## Gewünschte Ausgabe
Stelle die Daten, beginnend mit der Zeile, die „[det] green tree“ enthält, und endend mit der Zeile, die „[394,0,468,255]“ enthält, als CSV mit den Spalten „eingabe“ und „ausgabe“ dar. Jede Zeile enthält einen Text und die zugehörige Antwort, jeweils in einem Feld in Anführungszeichen, wobei Zeilenumbrüche durch Leerzeichen ersetzt werden.

## Bereitgestellte Daten
━━━━━━━━

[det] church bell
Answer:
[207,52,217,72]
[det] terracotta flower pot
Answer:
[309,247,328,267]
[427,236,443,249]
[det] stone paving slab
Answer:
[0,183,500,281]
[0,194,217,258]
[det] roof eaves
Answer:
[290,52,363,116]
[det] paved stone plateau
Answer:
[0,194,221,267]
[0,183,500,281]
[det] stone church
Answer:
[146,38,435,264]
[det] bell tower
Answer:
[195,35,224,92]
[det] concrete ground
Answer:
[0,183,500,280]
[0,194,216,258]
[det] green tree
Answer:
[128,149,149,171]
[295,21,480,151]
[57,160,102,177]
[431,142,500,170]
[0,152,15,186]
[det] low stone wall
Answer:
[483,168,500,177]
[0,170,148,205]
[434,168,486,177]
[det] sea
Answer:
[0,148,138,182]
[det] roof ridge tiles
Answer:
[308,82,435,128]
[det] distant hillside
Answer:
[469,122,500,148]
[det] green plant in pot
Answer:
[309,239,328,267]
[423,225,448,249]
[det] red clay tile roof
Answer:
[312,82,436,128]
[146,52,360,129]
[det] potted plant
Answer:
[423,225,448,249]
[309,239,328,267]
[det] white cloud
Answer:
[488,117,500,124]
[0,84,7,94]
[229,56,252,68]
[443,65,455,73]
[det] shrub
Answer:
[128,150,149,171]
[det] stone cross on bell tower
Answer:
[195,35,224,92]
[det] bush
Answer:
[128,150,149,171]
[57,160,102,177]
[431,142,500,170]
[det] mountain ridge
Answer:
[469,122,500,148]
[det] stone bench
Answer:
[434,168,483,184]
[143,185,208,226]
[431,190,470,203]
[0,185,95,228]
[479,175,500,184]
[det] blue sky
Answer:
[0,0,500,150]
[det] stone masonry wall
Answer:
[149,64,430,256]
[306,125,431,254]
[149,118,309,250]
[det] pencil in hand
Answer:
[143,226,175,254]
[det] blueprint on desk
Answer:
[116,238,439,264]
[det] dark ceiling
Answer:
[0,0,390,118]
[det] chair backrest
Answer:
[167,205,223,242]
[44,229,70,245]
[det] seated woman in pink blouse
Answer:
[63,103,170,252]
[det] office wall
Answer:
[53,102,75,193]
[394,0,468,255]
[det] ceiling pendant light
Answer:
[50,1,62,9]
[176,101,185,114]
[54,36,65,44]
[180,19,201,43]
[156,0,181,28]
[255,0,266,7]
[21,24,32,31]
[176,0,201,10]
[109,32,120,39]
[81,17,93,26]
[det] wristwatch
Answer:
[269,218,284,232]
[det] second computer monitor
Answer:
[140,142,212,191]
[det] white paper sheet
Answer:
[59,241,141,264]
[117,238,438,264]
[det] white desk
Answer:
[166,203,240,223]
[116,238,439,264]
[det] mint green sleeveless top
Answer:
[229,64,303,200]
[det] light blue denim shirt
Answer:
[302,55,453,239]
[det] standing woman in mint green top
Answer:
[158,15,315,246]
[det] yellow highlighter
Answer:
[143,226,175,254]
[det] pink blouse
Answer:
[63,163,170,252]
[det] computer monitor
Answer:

━━━━━━━━

## Übungsergebnis
eingabe,ausgabe
"[det] green tree Answer:","[128,149,149,171] [295,21,480,151] [57,160,102,177] [431,142,500,170] [0,152,15,186]"
"[det] low stone wall Answer:","[483,168,500,177] [0,170,148,205] [434,168,486,177]"
"[det] sea Answer:","[0,148,138,182]"
"[det] roof ridge tiles Answer:","[308,82,435,128]"
"[det] distant hillside Answer:","[469,122,500,148]"
"[det] green plant in pot Answer:","[309,239,328,267] [423,225,448,249]"
"[det] red clay tile roof Answer:","[312,82,436,128] [146,52,360,129]"
"[det] potted plant Answer:","[423,225,448,249] [309,239,328,267]"
"[det] white cloud Answer:","[488,117,500,124] [0,84,7,94] [229,56,252,68] [443,65,455,73]"
"[det] shrub Answer:","[128,150,149,171]"
"[det] stone cross on bell tower Answer:","[195,35,224,92]"
"[det] bush Answer:","[128,150,149,171] [57,160,102,177] [431,142,500,170]"
"[det] mountain ridge Answer:","[469,122,500,148]"
"[det] stone bench Answer:","[434,168,483,184] [143,185,208,226] [431,190,470,203] [0,185,95,228] [479,175,500,184]"
"[det] blue sky Answer:","[0,0,500,150]"
"[det] stone masonry wall Answer:","[149,64,430,256] [306,125,431,254] [149,118,309,250]"
"[det] pencil in hand Answer:","[143,226,175,254]"
"[det] blueprint on desk Answer:","[116,238,439,264]"
"[det] dark ceiling Answer:","[0,0,390,118]"
"[det] chair backrest Answer:","[167,205,223,242] [44,229,70,245]"
"[det] seated woman in pink blouse Answer:","[63,103,170,252]"
"[det] office wall Answer:","[53,102,75,193] [394,0,468,255]"